# INSTRUCTION A:
Answer these questions using the dplyr tutorial, giving each answer on its own line with the same mark:
(i) What does filter() do, according to the list of verbs?
(ii) What command should be run if dplyr is not installed?
(iii) What syntax is given for rename()?

# SELECTION:
Data Frame Manipulation with dplyr

Adapted from Software Carpentry

Overview

Today we will learn to:

Use the six main data frame manipulation ‘verbs’ with pipes in dplyr
Understand how group_by() and summarize() can be combined to summarize datasets
Analyze a subset of data using logical filtering

Questions

How can I manipulate data frames without repeating myself?

The Problem with Base R

We often need to select observations, group data, or calculate statistics.

Using base R:

gapminder <- read.csv(
  "https://raw.githubusercontent.com/swcarpentry/r-novice-gapminder/main/episodes/data/gapminder_data.csv"
)

mean(gapminder$gdpPercap[gapminder$continent == "Africa"])
mean(gapminder$gdpPercap[gapminder$continent == "Americas"])
mean(gapminder$gdpPercap[gapminder$continent == "Asia"])

This is repetitive and error-prone!

The dplyr Package

The dplyr package provides functions for manipulating data frames that:

Reduce repetition
Reduce probability of errors
Are easier to read

Tidyverse

dplyr belongs to the Tidyverse - a family of R packages designed for data science.

These packages work harmoniously together. Learn more at: tidyverse.org

The Five Main Verbs

We’ll cover these commonly used functions:

select() - choose columns
filter() - choose rows
group_by() - group data
summarize() - calculate summaries
mutate() - create new columns

Plus the pipe operator: %>%

Loading dplyr

library(dplyr)

If not installed, run: install.packages("dplyr")

Using select()

Keep only specific columns:

year_country_gdp <- select(gapminder, year, country, gdpPercap)
head(year_country_gdp)

Removing Columns with select()

Use - to remove columns:

smaller_gapminder <- select(gapminder, -continent)
head(smaller_gapminder)

Introduction to Pipes

The pipe symbol %>% passes data from one function to the next:

year_country_gdp <- gapminder %>% 
  select(year, country, gdpPercap)

head(year_country_gdp)

Understanding Pipes

Step by step:

Start with gapminder data frame
Pass it using %>% to the next step
select() receives the data automatically

Fun Fact: Similar to the shell pipe | but the concept is the same!

Renaming Columns

Use rename() within a pipeline:

tidy_gdp <- year_country_gdp %>% 
  rename(gdp_per_capita = gdpPercap)

head(tidy_gdp)

Syntax: rename(new_name = old_name)

Using filter()

Keep only rows that meet criteria:

year_country_gdp_euro <- gapminder %>%
  filter(continent == "Europe") %>%
  select(year, country, gdpPercap)

head(year_country_gdp_euro)

# EXTRACTED INFORMATION:
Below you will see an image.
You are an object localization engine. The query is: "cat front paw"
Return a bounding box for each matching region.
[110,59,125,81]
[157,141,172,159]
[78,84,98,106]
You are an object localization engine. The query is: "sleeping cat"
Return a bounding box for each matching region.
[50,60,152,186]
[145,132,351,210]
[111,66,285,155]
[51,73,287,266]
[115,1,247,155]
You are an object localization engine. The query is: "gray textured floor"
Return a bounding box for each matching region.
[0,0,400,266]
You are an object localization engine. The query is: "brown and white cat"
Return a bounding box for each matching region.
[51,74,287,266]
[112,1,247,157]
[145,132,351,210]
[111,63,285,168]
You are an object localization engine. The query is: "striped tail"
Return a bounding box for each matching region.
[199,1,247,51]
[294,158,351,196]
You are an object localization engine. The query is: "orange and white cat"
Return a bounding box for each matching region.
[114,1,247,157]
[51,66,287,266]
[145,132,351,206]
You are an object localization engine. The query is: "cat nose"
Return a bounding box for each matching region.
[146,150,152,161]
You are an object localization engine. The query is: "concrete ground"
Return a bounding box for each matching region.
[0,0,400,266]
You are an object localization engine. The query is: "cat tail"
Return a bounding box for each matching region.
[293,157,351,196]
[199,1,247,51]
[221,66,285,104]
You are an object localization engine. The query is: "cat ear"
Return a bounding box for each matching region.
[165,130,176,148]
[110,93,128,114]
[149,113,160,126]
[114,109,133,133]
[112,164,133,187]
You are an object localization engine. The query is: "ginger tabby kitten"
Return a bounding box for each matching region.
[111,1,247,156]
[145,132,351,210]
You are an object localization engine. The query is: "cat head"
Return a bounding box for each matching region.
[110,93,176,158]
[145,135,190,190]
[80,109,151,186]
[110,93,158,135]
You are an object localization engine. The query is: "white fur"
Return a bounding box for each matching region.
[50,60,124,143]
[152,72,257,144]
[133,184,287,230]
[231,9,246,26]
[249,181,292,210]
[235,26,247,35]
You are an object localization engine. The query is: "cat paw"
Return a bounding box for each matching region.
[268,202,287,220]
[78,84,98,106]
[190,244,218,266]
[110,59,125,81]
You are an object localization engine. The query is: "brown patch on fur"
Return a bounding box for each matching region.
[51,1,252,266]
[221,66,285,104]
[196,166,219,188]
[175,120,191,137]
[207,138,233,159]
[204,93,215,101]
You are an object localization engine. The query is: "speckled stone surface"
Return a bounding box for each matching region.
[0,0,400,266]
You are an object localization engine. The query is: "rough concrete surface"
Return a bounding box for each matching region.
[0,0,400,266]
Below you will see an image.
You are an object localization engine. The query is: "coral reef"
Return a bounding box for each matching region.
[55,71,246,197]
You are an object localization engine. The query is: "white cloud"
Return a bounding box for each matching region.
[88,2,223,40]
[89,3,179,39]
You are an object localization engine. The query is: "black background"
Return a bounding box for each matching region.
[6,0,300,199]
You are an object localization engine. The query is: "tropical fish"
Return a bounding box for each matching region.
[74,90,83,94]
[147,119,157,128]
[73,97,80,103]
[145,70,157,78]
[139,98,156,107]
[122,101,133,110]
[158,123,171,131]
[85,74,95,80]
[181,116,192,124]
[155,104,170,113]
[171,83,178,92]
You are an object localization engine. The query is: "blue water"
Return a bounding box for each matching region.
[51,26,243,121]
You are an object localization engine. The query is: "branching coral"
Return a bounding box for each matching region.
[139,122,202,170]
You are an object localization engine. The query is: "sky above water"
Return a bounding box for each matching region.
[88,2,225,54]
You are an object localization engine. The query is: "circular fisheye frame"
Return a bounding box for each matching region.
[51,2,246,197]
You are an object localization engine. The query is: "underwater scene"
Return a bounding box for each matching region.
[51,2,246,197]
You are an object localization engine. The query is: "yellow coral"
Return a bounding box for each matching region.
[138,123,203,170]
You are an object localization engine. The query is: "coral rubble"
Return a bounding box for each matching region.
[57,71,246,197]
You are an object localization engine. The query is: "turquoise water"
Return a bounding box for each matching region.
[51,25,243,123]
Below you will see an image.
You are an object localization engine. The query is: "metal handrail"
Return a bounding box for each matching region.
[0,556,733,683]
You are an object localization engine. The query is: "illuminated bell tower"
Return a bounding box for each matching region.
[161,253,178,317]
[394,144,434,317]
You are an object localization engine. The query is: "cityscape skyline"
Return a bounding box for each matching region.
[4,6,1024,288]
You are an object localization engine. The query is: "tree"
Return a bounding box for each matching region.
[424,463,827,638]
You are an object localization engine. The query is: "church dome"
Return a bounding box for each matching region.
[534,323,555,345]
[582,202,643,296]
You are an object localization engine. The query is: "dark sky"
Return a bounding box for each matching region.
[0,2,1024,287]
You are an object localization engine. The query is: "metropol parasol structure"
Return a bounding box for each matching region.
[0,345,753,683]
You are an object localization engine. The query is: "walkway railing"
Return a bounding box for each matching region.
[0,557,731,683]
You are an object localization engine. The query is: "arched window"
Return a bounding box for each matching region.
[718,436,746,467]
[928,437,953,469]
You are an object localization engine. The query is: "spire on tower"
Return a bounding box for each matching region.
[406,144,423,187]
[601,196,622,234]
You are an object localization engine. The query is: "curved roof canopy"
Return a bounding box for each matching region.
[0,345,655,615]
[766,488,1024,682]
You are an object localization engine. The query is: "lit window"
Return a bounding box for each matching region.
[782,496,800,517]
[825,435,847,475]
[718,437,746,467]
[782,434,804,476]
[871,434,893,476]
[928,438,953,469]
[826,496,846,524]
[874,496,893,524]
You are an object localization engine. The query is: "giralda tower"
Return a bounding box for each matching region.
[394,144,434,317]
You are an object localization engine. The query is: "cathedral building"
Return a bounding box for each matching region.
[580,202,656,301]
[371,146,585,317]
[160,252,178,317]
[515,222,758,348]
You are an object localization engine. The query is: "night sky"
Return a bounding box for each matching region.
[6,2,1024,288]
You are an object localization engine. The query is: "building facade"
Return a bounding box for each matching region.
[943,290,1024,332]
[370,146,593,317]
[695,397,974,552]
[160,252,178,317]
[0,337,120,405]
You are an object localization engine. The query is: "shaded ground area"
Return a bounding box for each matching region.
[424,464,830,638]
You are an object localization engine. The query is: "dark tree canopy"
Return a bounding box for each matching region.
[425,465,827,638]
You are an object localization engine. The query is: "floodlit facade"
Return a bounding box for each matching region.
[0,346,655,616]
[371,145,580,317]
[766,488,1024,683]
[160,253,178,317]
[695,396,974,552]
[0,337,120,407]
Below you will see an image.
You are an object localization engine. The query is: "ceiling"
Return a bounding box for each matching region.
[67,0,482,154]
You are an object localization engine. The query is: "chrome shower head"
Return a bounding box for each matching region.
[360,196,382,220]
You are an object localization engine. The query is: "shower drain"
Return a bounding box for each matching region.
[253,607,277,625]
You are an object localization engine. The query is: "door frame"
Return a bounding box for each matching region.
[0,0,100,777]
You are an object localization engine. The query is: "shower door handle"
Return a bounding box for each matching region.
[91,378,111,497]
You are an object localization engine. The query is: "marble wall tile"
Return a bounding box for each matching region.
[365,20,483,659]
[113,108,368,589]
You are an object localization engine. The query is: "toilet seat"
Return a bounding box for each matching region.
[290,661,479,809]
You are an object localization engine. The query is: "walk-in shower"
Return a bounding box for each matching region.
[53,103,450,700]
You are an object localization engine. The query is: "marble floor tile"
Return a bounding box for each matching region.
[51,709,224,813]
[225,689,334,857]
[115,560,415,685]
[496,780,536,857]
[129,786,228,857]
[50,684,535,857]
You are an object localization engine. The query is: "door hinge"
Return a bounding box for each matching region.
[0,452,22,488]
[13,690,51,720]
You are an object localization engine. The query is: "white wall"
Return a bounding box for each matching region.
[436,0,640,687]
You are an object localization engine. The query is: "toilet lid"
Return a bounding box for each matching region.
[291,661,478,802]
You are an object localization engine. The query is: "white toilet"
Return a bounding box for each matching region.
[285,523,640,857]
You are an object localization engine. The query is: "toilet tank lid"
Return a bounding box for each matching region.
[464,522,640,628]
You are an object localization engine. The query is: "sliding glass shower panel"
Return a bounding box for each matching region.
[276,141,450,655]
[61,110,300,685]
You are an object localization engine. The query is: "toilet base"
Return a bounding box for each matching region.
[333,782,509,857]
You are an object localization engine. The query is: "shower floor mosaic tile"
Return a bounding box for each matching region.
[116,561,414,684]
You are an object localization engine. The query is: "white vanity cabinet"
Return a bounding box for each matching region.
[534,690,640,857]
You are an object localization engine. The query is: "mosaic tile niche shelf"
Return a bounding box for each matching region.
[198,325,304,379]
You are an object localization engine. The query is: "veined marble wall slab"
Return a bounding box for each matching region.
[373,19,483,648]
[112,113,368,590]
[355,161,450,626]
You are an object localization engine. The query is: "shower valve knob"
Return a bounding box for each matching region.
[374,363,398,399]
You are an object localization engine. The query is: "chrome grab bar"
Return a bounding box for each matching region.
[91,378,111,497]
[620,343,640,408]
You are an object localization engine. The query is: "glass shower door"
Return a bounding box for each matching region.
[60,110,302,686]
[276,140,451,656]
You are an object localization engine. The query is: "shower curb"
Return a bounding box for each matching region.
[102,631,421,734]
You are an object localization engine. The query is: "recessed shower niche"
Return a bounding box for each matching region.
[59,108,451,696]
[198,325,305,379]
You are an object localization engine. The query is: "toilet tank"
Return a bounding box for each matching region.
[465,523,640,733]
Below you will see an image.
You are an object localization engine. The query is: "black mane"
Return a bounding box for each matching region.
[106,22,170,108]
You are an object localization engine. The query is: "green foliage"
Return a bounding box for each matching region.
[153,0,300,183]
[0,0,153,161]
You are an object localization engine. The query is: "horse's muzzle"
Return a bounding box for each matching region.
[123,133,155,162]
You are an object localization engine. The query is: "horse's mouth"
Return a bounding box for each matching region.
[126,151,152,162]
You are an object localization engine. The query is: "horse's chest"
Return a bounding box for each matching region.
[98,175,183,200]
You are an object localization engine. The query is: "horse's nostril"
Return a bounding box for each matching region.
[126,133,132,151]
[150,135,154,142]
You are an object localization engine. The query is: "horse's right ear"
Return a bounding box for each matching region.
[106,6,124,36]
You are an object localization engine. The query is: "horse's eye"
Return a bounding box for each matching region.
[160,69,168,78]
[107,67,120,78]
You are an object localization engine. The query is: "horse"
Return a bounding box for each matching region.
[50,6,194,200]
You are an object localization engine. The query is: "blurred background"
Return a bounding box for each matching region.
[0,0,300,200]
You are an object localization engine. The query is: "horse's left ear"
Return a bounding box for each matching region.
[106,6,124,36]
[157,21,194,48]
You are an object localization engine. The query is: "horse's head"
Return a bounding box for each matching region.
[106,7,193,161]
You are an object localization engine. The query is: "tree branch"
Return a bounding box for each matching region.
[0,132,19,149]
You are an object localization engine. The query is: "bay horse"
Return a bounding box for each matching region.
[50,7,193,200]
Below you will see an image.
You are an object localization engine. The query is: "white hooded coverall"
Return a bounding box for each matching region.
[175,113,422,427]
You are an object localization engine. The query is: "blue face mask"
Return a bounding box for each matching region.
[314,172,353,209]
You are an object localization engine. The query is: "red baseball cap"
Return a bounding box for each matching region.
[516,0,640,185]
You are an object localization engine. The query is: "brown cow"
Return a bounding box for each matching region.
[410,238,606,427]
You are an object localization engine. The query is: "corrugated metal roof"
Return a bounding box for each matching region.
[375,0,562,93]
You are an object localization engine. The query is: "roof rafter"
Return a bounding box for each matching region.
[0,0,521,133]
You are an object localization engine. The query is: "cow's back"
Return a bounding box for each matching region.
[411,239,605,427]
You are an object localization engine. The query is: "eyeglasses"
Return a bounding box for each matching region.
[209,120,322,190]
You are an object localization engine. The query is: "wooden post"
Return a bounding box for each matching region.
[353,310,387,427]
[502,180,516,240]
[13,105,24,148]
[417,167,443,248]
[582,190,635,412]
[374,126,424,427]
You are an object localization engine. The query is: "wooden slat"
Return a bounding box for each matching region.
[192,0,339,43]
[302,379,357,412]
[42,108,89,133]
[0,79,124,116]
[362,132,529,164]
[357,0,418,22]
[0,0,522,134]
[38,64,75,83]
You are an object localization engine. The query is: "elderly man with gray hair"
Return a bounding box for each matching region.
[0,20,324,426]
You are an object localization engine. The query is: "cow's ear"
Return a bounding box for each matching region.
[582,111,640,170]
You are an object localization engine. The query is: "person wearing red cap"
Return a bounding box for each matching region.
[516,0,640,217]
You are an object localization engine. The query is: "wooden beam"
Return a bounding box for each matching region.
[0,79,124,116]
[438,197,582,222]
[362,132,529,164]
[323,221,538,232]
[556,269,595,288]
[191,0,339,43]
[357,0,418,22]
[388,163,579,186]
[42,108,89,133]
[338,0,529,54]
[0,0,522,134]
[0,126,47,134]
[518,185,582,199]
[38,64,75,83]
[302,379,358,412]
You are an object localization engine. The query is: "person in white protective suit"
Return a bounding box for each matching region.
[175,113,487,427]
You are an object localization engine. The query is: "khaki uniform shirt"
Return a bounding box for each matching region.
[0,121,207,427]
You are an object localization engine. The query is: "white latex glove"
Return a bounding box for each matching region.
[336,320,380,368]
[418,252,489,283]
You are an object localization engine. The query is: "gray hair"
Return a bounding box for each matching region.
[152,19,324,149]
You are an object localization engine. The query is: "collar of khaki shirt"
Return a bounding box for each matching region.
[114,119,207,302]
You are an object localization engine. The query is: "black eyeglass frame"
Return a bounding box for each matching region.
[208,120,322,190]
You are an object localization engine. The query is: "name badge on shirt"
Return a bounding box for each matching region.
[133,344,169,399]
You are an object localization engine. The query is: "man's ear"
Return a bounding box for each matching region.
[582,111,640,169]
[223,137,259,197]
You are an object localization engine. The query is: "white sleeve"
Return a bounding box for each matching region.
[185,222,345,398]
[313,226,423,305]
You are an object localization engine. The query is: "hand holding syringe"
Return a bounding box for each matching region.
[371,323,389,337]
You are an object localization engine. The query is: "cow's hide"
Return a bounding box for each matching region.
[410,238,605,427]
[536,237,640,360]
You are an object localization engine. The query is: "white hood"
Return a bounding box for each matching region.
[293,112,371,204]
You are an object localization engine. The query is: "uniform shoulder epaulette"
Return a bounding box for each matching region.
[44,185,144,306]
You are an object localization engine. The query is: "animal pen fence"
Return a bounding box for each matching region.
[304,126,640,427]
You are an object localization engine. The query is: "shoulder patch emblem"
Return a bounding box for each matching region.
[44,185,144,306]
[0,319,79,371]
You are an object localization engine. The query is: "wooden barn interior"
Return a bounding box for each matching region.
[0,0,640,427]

# INSTRUCTION B:
Rewrite the listing from its first line through the line with "[112,164,133,187]", putting "rectangle" in place of "bounding box" and changing nothing else. Give only those lines.

# CORRECT RESULT A:
(i) It chooses rows.
(ii) install.packages("dplyr")
(iii) rename(new_name = old_name)

# CORRECT RESULT B:
Below you will see an image.
You are an object localization engine. The query is: "cat front paw"
Return a rectangle for each matching region.
[110,59,125,81]
[157,141,172,159]
[78,84,98,106]
You are an object localization engine. The query is: "sleeping cat"
Return a rectangle for each matching region.
[50,60,152,186]
[145,132,351,210]
[111,66,285,155]
[51,73,287,266]
[115,1,247,155]
You are an object localization engine. The query is: "gray textured floor"
Return a rectangle for each matching region.
[0,0,400,266]
You are an object localization engine. The query is: "brown and white cat"
Return a rectangle for each matching region.
[51,74,287,266]
[112,1,247,157]
[145,132,351,210]
[111,63,285,168]
You are an object localization engine. The query is: "striped tail"
Return a rectangle for each matching region.
[199,1,247,51]
[294,158,351,196]
You are an object localization engine. The query is: "orange and white cat"
Return a rectangle for each matching region.
[114,1,247,157]
[51,66,287,266]
[145,132,351,206]
You are an object localization engine. The query is: "cat nose"
Return a rectangle for each matching region.
[146,150,152,161]
You are an object localization engine. The query is: "concrete ground"
Return a rectangle for each matching region.
[0,0,400,266]
You are an object localization engine. The query is: "cat tail"
Return a rectangle for each matching region.
[293,157,351,196]
[199,1,247,51]
[221,66,285,104]
You are an object localization engine. The query is: "cat ear"
Return a rectangle for each matching region.
[165,130,176,148]
[110,93,128,114]
[149,113,160,126]
[114,109,133,133]
[112,164,133,187]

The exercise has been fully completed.